Study text ::
================

Infosys, India’s second-largest IT service provider, has signed a $1.5bn deal for AI services with an unnamed “global company”. The contract covers the digital transformation of business operations and will see Infosys help the client fully integrate its AI services.
The new agreement covers a 15-year span, with Infosys’ $1.5bn spend spread out over that period. Few specific details have been shared of the contract, which was revealed through an exchange filing in India, and is contingent on the two companies entering a master agreement.
This latest announcement is just the latest in a long run of mega deals for Infosys, including a $1.64bn contract with Europe-based Liberty Global, owners of Virgin Media in the UK. That deal builds on an existing arrangement between the two companies and will see Infosys build out Liberty Global’s Horizon entertainment and connectivity platform over the next five years.
Today’s new AI deal also follows an earlier $2bn agreement between the IT service provider and an existing client to deliver AI and automation services over five years. This also included integration with its Topaz generative AI platform. Revealed in July, the earlier deal also only came to light due to a regulatory filing in India, though with few details volunteered by Infosys.
The Indian provider also won a $1.5bn deal to modernise BP’s digital application landscape earlier this year. It will see Infosys build out end-to-end application services for management, development, modernisation and maintenance.
Enterprise demand for AI beyond Infosys
A growing demand has been registered across multiple sectors for enterprise-grade AI solutions, with the IT service providers competing with Big Tech giants like IBM, Microsoft and Google to dominate the space. The enterprise AI market is expected to hit a revenue of $155.2bn at a CAGR of 34.60% by 2030, according to a report by Market Research Future.
It comes as a new survey by Workday revealed that the majority of executives were optimistic about the potential impact of AI, with 73% of respondents feeling that it would impact the global business landscape in the short term. Many, too, were concerned about trusting AI systems and the transparency of their operation, factors that will likely influence the delivery of further AI packages by IT service providers.
IT service providers such as Infosys have rushed to engage with AI, making multi-billion dollar bets on staff AI training or launching new platforms to offer AI services from Google, Microsoft and others to their clients. Many consultancy organisations, including EY and Deloitte, are also embracing AI.
TCS, for example, says it already has 50,000 AI-trained associates, with half of those trained specifically on the OpenAI products through Azure with full certification. The company has also launched a new Generative AI Enterprise Adoption product that uses its own proprietary transformation framework to bring contextual knowledge. EY, meanwhile, has said that it is investing in fully integrating AI throughout its business.

================

Entries supplied ::
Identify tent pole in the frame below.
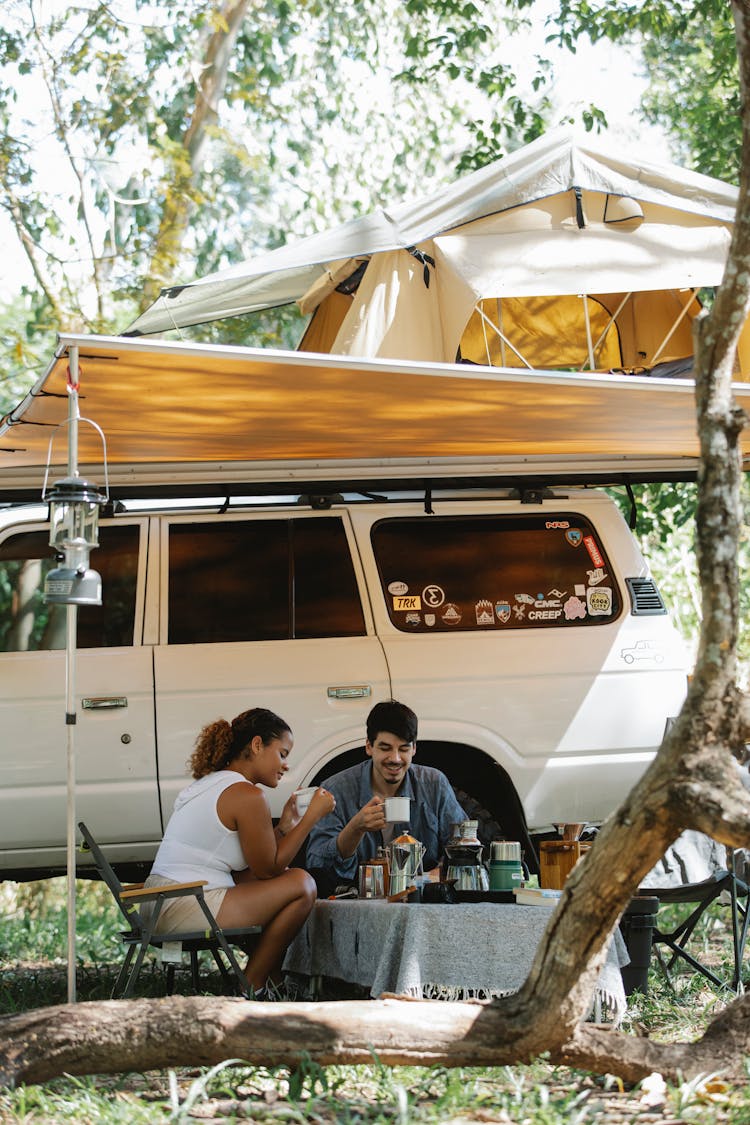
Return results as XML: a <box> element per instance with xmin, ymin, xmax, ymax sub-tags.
<box><xmin>65</xmin><ymin>348</ymin><xmax>79</xmax><ymax>1004</ymax></box>
<box><xmin>475</xmin><ymin>304</ymin><xmax>534</xmax><ymax>371</ymax></box>
<box><xmin>650</xmin><ymin>289</ymin><xmax>698</xmax><ymax>367</ymax></box>
<box><xmin>582</xmin><ymin>293</ymin><xmax>596</xmax><ymax>371</ymax></box>
<box><xmin>65</xmin><ymin>605</ymin><xmax>78</xmax><ymax>1004</ymax></box>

================

Directions for this task :: According to the article on Infosys's AI deals, what span of time does the new $1.5bn agreement with the unnamed global company cover?

Output for this task :: A 15-year span.